WRITTEN TASKS
1) In the New Jersey school spending article, rewrite the part that opens with the words containing "April 09, 2010" and closes with "without major impact.", substituting "income taxes" for "property taxes".
2) List every percentage figure given in the New Jersey school spending article, in the order they appear.
3) Write the next part of the New Jersey school spending article, picking up after its final sentence.

TEXT PASSAGE
Yes, There's Bloat In NJ's Schools

April 09, 2010

By Steven Malanga

Gov. Chris Christie is trying to solve New Jersey’s chronic bud get problems by cutting spending, including state aid to local schools. But the state’s powerful teacher unions and many school boards are balking -- claiming that this will either drive up local property taxes or result in devastating cuts to school services.

In fact, there’s plenty of fat to cut. For proof, just take a close look at the recent hiring and spending patterns of Jersey’s school districts: Both hiring and spending have risen far faster than can be justified by the mild growth in enrollment. Thus, most should have plenty of room to cut spending without major impact.

Given the state’s chronic budget woes, the schools’ hiring spree defies logic. Since 2001, just as budget problems began in earnest, public-school enrollment in Jersey has risen by less than 3 percent, or slightly more than 36,000 students. But total school hiring (full-time employees and equivalents) has jumped by 14 percent, or nearly 28,000 employees, according to federal Census statistics.

That’s right: Jersey’s schools have added three-quarters of an employee for every new student -- during a period of deep fiscal pain for the state. Most of the new hires were teachers -- which is more than one new instructional worker for every two new students.

The hiring spree, along with rich benefit increases, has fueled payrolls. Wage costs alone have increased 43 percent since 2001 -- well ahead of the inflation rate plus enrollment growth.

But the real budget-buster has been health and pension costs. Between 2001 and 2006 (the latest year data are available), total benefit costs rose by a whopping 115 percent, adding several billion dollars to school costs.

After this runup, outlays are now a whopping $16,000 per student, nearly 60 percent above the national average. Jersey already was a leader in this spending category back in 2001; the spending spree has widened the gap, at great taxpayer cost.

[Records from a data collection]
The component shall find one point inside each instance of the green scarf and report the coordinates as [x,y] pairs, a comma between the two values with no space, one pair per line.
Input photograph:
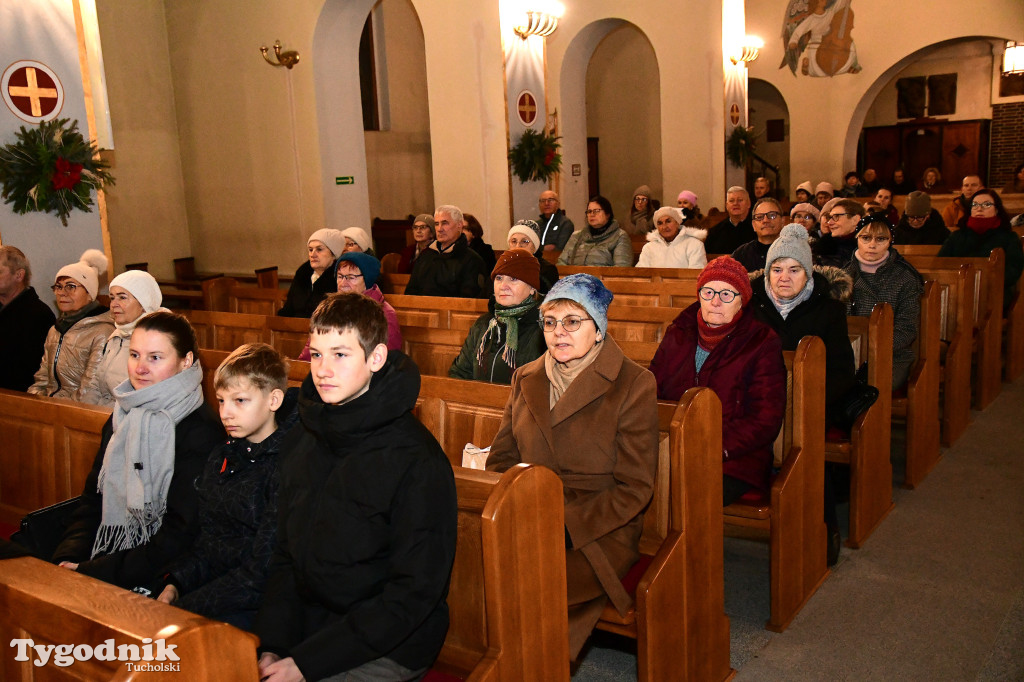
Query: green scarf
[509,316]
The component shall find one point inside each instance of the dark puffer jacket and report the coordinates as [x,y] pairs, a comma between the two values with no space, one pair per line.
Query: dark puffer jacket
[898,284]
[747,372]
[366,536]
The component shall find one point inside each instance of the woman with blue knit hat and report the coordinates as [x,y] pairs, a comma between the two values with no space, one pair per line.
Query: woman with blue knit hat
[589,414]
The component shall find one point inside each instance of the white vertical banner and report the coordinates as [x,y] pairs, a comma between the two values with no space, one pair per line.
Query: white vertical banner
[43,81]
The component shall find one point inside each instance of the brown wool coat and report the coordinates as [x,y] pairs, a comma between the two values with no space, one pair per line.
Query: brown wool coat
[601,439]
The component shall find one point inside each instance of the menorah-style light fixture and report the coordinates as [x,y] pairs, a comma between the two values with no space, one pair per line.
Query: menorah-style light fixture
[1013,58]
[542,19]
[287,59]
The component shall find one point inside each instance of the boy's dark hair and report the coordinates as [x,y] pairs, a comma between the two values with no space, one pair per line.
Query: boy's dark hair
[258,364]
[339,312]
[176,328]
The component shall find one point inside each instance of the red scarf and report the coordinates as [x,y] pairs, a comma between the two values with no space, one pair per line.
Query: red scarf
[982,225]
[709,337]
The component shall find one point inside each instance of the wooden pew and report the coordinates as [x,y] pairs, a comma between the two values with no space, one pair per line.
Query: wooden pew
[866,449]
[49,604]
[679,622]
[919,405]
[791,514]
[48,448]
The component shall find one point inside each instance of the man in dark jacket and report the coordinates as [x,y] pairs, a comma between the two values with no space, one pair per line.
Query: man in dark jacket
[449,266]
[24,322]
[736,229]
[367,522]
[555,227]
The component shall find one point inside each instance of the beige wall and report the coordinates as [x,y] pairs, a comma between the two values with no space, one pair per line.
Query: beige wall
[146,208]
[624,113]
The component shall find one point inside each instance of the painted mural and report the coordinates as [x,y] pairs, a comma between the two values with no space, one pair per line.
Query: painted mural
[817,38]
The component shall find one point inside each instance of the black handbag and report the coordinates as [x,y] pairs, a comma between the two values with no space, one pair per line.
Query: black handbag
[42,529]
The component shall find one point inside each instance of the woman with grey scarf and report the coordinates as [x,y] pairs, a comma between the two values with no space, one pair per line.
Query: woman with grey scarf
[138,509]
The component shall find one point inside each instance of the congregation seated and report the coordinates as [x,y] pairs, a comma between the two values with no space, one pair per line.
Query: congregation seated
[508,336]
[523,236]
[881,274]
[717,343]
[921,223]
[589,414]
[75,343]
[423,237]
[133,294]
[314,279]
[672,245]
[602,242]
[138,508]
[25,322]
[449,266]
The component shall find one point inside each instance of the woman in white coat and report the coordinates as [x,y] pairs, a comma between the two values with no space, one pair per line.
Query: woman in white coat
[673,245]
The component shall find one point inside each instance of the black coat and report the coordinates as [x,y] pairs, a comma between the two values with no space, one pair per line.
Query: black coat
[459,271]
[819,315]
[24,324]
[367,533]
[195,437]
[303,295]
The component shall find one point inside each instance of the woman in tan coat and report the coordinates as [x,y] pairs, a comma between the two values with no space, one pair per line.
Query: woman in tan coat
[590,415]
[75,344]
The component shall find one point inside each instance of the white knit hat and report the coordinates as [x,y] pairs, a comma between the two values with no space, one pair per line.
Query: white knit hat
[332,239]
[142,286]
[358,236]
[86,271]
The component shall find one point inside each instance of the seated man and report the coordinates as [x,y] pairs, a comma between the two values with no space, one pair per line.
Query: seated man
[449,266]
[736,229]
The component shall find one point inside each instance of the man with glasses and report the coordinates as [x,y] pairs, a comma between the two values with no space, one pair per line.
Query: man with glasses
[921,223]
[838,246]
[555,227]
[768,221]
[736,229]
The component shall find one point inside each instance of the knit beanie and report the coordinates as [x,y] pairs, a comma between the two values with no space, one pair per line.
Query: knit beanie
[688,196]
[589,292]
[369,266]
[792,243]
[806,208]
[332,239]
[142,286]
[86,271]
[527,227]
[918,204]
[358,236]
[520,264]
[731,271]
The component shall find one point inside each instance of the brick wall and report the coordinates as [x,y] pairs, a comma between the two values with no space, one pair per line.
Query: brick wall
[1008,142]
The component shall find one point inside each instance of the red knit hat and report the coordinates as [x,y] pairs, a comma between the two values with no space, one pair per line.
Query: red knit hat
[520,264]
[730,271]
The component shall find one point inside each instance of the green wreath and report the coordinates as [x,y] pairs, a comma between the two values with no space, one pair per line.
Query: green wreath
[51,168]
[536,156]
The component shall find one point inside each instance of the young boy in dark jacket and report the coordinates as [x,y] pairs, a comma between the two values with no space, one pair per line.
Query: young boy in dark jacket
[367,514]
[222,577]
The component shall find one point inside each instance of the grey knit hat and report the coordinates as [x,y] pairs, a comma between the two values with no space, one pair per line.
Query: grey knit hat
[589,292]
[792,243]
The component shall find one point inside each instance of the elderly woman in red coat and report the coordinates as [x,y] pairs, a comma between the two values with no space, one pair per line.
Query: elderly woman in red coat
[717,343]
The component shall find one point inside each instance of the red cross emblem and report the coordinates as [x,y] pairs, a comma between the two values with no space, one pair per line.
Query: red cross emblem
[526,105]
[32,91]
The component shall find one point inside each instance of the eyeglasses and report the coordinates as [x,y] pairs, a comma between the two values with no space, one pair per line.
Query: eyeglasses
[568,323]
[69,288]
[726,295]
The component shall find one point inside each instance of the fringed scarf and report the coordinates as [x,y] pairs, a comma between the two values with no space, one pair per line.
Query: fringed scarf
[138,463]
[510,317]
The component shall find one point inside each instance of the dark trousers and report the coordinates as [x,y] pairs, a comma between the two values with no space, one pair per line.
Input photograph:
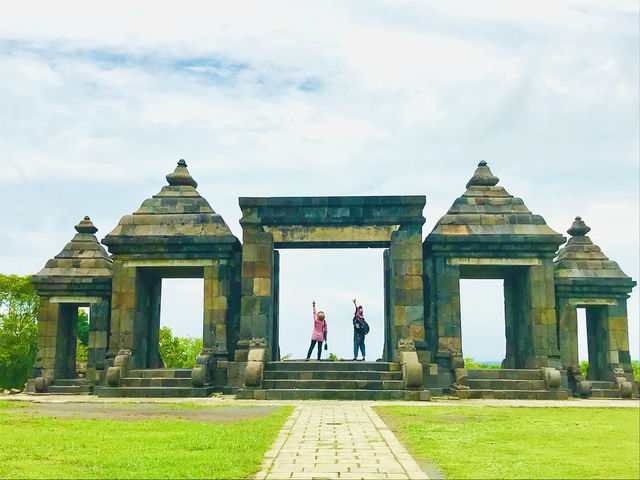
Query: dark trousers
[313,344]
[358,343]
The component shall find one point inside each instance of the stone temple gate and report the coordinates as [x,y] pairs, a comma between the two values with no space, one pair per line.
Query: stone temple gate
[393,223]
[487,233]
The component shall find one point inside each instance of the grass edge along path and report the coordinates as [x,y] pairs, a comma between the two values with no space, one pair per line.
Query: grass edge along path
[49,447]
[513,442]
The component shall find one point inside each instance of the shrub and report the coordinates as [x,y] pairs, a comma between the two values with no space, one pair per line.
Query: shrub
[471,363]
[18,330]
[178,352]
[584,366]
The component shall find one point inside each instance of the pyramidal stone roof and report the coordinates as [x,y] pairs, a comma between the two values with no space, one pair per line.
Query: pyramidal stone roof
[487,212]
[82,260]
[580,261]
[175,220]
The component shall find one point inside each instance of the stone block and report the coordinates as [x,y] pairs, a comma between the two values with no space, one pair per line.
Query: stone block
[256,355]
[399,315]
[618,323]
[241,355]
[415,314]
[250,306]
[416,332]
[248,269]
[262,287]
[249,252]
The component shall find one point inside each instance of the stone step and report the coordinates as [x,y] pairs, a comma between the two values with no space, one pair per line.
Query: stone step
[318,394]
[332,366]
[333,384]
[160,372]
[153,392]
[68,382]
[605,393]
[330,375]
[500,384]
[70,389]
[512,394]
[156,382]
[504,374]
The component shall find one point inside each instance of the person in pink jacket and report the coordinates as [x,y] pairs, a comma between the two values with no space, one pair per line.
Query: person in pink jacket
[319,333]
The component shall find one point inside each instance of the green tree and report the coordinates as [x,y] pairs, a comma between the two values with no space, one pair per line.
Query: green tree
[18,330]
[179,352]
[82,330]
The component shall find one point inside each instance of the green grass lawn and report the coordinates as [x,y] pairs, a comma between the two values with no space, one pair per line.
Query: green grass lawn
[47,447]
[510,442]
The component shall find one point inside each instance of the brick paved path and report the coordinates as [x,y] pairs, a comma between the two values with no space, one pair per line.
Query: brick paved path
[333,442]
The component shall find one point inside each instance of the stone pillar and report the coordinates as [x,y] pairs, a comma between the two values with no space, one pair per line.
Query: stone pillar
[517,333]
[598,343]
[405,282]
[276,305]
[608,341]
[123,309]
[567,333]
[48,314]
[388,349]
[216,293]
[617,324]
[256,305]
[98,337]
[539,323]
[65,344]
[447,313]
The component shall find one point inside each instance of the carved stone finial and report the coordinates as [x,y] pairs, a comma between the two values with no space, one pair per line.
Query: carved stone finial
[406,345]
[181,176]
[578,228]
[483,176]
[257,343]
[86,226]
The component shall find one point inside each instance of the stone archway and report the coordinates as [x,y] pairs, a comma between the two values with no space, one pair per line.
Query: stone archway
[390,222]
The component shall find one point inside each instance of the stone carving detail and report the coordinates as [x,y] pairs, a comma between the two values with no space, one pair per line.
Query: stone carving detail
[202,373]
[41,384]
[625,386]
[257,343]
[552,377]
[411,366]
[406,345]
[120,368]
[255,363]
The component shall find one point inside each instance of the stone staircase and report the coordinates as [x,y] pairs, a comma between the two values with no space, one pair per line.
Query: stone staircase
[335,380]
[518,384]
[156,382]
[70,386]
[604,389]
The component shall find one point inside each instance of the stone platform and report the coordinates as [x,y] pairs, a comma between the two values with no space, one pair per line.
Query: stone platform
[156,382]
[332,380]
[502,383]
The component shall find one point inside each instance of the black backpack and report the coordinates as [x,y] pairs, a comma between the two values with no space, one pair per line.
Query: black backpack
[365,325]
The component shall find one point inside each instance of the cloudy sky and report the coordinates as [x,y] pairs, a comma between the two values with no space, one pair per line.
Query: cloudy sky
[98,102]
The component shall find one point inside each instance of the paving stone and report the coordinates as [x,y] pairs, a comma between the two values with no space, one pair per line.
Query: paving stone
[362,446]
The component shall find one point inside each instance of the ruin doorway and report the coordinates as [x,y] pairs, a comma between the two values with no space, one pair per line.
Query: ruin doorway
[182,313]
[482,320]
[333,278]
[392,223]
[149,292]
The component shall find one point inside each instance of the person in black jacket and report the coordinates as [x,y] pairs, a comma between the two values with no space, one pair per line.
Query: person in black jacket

TASK RESULTS
1)
April 09, 2010

By Steven Malanga

Gov. Chris Christie is trying to solve New Jersey’s chronic bud get problems by cutting spending, including state aid to local schools. But the state’s powerful teacher unions and many school boards are balking -- claiming that this will either drive up local income taxes or result in devastating cuts to school services.

In fact, there’s plenty of fat to cut. For proof, just take a close look at the recent hiring and spending patterns of Jersey’s school districts: Both hiring and spending have risen far faster than can be justified by the mild growth in enrollment. Thus, most should have plenty of room to cut spending without major impact.

2) less than 3 percent, 14 percent, 43 percent, 115 percent, nearly 60 percent

3)
There’s been little educational payoff. Performance on national education-assessment tests has been a mixed bag. On crucial eighth-grade reading tests, for instance, the percentage of Jersey students scoring at or above proficient in 2009 was just 42 percent, up slightly from 38 percent in 2005.

But the spending has deepened the state’s budget and economic problems. Jersey now has the highest combined state and local tax burden in the country -- yet has been in an almost perpetual budget crisis since 2001.

To fund state spending, Govs. James McGreevey and Jon Corzine hiked taxes by billions of dollars -- devastating the state’s economy. Jersey has had no private job growth in the last decade and missed out even on the 2004-’06 expansion that most other states enjoyed.

But the tax hikes didn’t solve the budget crisis. The key reason: As the above data suggest, the spending hasn’t slowed.

If anything, the numbers suggest that Christie’s approach, which is to finally start weaning local schools off continual increases in state aid, is the only way to bring spending in line.

In response, the teacher unions (and allied school boards) are trying to prompt a crisis. Most locals have refused to renegotiate their contracts with wage and benefit concessions -- though Christie has pointed out that if teachers merely accepted a one-year wage freeze and a moderate contribution toward health costs, school districts wouldn’t have to make further cuts.

The unions hope, instead, to present voters with a choice between “devastating” spending cuts or property-tax increases.

Voters shouldn’t buy it. One look at hiring and spending in Jersey suggests its schools are far from starved for resources.